Patricia Smith (February 20, 1930 – January 2, 2011) Born in New Haven, Connecticut, was an American actress who appeared in film and television roles from the early 1950s through the 1990s.

Career
Smith appeared in a 1953 episode of Kraft Television Theater titled "A Room and a Half". A Neighborhood Playhouse alumna  and a life member of The Actors Studio, Smith appeared in two films in 1957, The Bachelor Party with Don Murray and The Spirit of St. Louis with James Stewart.

Smith appeared in Gunsmoke in 1958, season three episode 18 "Buffalo Man", and again in 1961, season six episode 35 “Chester’s Dilemma”. She primarily starred on television during the 1960s and 1970s, including the role of murderer Wanda Buren in the 1965 Perry Mason episode "The Case of the Candy Queen" and the role of Sylvia Bayles in The Twilight Zone episode "Long Distance Call" (season two, episode 22); as Norma Bartlett. Her other roles included, The Fugitive episode "Goodbye my Love" in 1967 and was the focus of the second Hawaii Five-O show of the first season (1968), "Full Fathom Five", playing detective Joyce Weber. She appeared in a 1975 episode of The Streets of San Francisco. She also guest-starred on two episodes of Cannon including the role of Gwen O'Connor in the 1971 episode "Call Unicorn" and the role of Emily Matthews in the 1976 episode "The Reformer.

Smith was a regular on the 1969-70 short-lived television sitcom The Debbie Reynolds Show playing Reynolds' sister Charlotte. Patricia Smith had an earlier role in the second season of Barnaby Jones, episode titled, "Blind Terror". She had a recurring role on The Bob Newhart Show during its initial season (1972–1973), played Jack Lemmon's wife in the 1973 feature film Save the Tiger, and appeared in the episode "You're Not Alone" from the 1977 anthology series Quinn Martin's Tales of the Unexpected (known in the United Kingdom as Twist in the Tale). She also appeared on the TV series Highway to Heaven in the season-one episode "A Child of God".

▸ **LISTED RECORDS**:

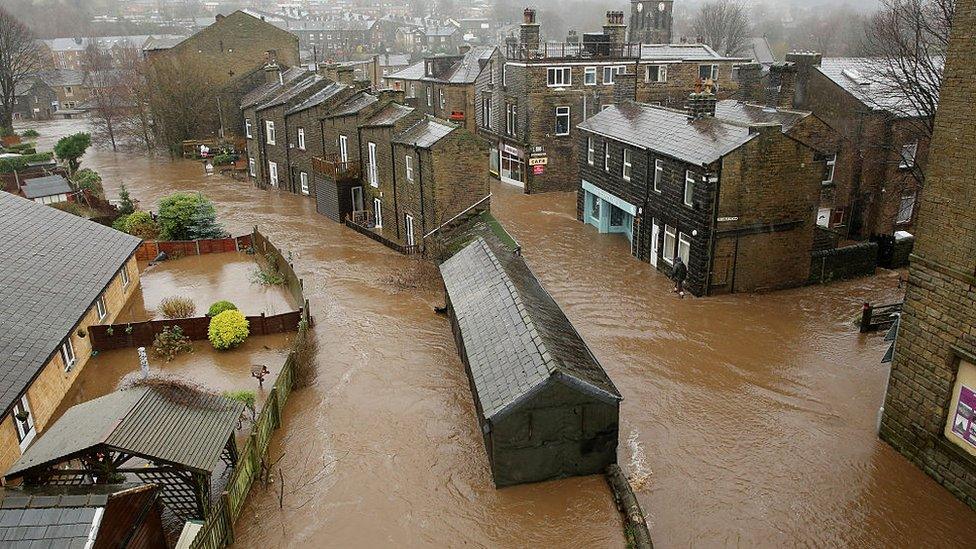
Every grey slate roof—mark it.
[440,238,621,418]
[23,175,72,199]
[715,99,811,131]
[393,115,458,149]
[578,103,754,166]
[0,192,141,411]
[7,387,244,478]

▸ **TASKS FOR THIS EXERCISE**:
#1 Condense the paragraph of the Patricia Smith biography that begins "Smith was a regular on the 1969-70" into a bulleted list that keeps its main facts.
#2 Write the next part of the Patricia Smith biography, picking up after its final sentence.
The material isn't needed for this work.

▸ **TASK-BY-TASK ANSWERS**:
#1
- Regular on the short-lived sitcom The Debbie Reynolds Show (1969–70), playing Reynolds' sister Charlotte
- Appeared in the season-two Barnaby Jones episode "Blind Terror"
- Had a recurring role in the first season (1972–1973) of The Bob Newhart Show
- Played Jack Lemmon's wife in the 1973 film Save the Tiger
- Appeared in "You're Not Alone" (1977) from Quinn Martin's Tales of the Unexpected, known in the United Kingdom as Twist in the Tale
- Appeared in the season-one Highway to Heaven episode "A Child of God"

#2
Smith continued to appear in supporting roles on television and in films through the late 1990s. She played the role of an old looking Doctor Sara Kingsley - a young doctor in her mid 30s turning old due to being afflicted by accelerated aging, deteriorating fast in the course of the story- in the Star Trek: The Next Generation episode "Unnatural Selection". Her final acting role was in the 1997 film Mad City.

Personal life
Smith was married to John Lasell,

Partial filmography

 The Bachelor Party (1957) - Helen Samson
 The Spirit of St. Louis (1957) - Mirror Girl
 Barney (1965, TV Movie) - Patricia
 Where's Everett (1966, TV Movie) - Sylvia Baker
 Paint Your Wagon (1969) - Dance Hall Girl (uncredited)
 The Girl Who Knew Too Much (1969) - Tricia Grinaldi
 Helen Keller and Her Teacher (1970) - Mrs. Keller
 Save the Tiger (1973) - Janet Stoner
 Ace Eli and Rodger of the Skies (1973) - Mrs. Wilma Walford
 I Love You... Good-bye (1974) - Gwen
 A Case of Rape (1974, TV Movie) - Marge Bracken
 Tell Me Where It Hurts (1974, TV Movie) - Naomi
 Planet Earth (1974, TV Movie) - Skylar (uncredited)
 Returning Home (1975, TV Movie) - Mrs. Cameron
 Roots: The Next Generations (1979, TV Mini-Series) - Mrs. Randall
 Diary of a Teenage Hitchhiker (1979, TV Movie) - Marion Burke
 The Scarlett O'Hara War (1980, TV Movie) - Louise Knight
 Who Will Love My Children? (1983, TV Movie) - Cleta Thomas
 Making of a Male Model (1983, TV Movie) - Mrs. Rockwell
 Into Thin Air (1985, TV Movie) - Olga Conway
 Who Is Julia? (1986, TV Movie) - Marlene
 Mimi Me (1991, TV Movie)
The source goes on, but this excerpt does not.